» Work required
Copy exactly. Begin with the line that contains "- **Query:** white warning sign" and stop after the last line of the records.

-- Task data follows --

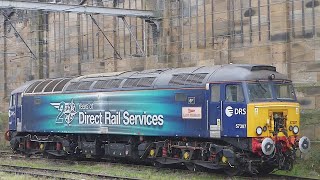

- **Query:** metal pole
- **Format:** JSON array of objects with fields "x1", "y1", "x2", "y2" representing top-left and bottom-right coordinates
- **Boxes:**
[
  {"x1": 89, "y1": 14, "x2": 122, "y2": 59},
  {"x1": 2, "y1": 12, "x2": 37, "y2": 60},
  {"x1": 121, "y1": 16, "x2": 145, "y2": 56}
]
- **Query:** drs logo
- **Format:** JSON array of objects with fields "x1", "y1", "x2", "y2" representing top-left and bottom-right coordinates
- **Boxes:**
[{"x1": 225, "y1": 106, "x2": 246, "y2": 117}]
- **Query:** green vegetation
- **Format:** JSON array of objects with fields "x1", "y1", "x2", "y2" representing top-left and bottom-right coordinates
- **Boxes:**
[
  {"x1": 274, "y1": 143, "x2": 320, "y2": 179},
  {"x1": 0, "y1": 172, "x2": 40, "y2": 180},
  {"x1": 300, "y1": 109, "x2": 320, "y2": 128},
  {"x1": 0, "y1": 113, "x2": 9, "y2": 149},
  {"x1": 0, "y1": 113, "x2": 8, "y2": 132}
]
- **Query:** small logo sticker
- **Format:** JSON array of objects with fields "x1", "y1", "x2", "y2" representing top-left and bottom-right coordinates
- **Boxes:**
[
  {"x1": 188, "y1": 97, "x2": 195, "y2": 104},
  {"x1": 225, "y1": 106, "x2": 233, "y2": 117}
]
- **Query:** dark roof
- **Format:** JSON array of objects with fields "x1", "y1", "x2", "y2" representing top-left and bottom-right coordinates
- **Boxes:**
[{"x1": 15, "y1": 64, "x2": 288, "y2": 94}]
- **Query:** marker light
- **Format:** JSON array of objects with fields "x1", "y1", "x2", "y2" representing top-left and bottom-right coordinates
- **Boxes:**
[
  {"x1": 256, "y1": 126, "x2": 263, "y2": 135},
  {"x1": 262, "y1": 126, "x2": 267, "y2": 132},
  {"x1": 289, "y1": 126, "x2": 293, "y2": 131},
  {"x1": 268, "y1": 74, "x2": 275, "y2": 80},
  {"x1": 293, "y1": 126, "x2": 299, "y2": 134}
]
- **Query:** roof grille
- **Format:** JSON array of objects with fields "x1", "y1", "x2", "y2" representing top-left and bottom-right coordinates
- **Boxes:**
[
  {"x1": 25, "y1": 81, "x2": 42, "y2": 93},
  {"x1": 54, "y1": 78, "x2": 71, "y2": 92},
  {"x1": 122, "y1": 77, "x2": 156, "y2": 88},
  {"x1": 93, "y1": 79, "x2": 123, "y2": 89},
  {"x1": 66, "y1": 81, "x2": 93, "y2": 91},
  {"x1": 169, "y1": 73, "x2": 207, "y2": 85},
  {"x1": 65, "y1": 82, "x2": 80, "y2": 91},
  {"x1": 77, "y1": 81, "x2": 93, "y2": 90},
  {"x1": 34, "y1": 80, "x2": 52, "y2": 93},
  {"x1": 44, "y1": 79, "x2": 63, "y2": 92},
  {"x1": 137, "y1": 77, "x2": 156, "y2": 87}
]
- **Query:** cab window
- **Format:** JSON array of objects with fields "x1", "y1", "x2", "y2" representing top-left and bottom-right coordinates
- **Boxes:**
[
  {"x1": 17, "y1": 94, "x2": 22, "y2": 106},
  {"x1": 211, "y1": 84, "x2": 220, "y2": 102},
  {"x1": 11, "y1": 95, "x2": 16, "y2": 107},
  {"x1": 275, "y1": 83, "x2": 295, "y2": 100},
  {"x1": 247, "y1": 82, "x2": 273, "y2": 102},
  {"x1": 225, "y1": 84, "x2": 244, "y2": 102}
]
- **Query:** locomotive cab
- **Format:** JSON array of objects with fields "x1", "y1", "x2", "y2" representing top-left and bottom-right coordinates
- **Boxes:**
[
  {"x1": 245, "y1": 80, "x2": 311, "y2": 171},
  {"x1": 8, "y1": 80, "x2": 36, "y2": 136},
  {"x1": 206, "y1": 65, "x2": 311, "y2": 173}
]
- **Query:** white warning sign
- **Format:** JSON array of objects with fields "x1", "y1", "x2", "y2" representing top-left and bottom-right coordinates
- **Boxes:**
[{"x1": 182, "y1": 107, "x2": 202, "y2": 119}]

-- Task data concluded --

» Solved problem
- **Query:** white warning sign
- **Format:** JSON array of objects with fields "x1", "y1", "x2", "y2" representing top-left and bottom-right coordinates
- **Boxes:**
[{"x1": 182, "y1": 107, "x2": 202, "y2": 119}]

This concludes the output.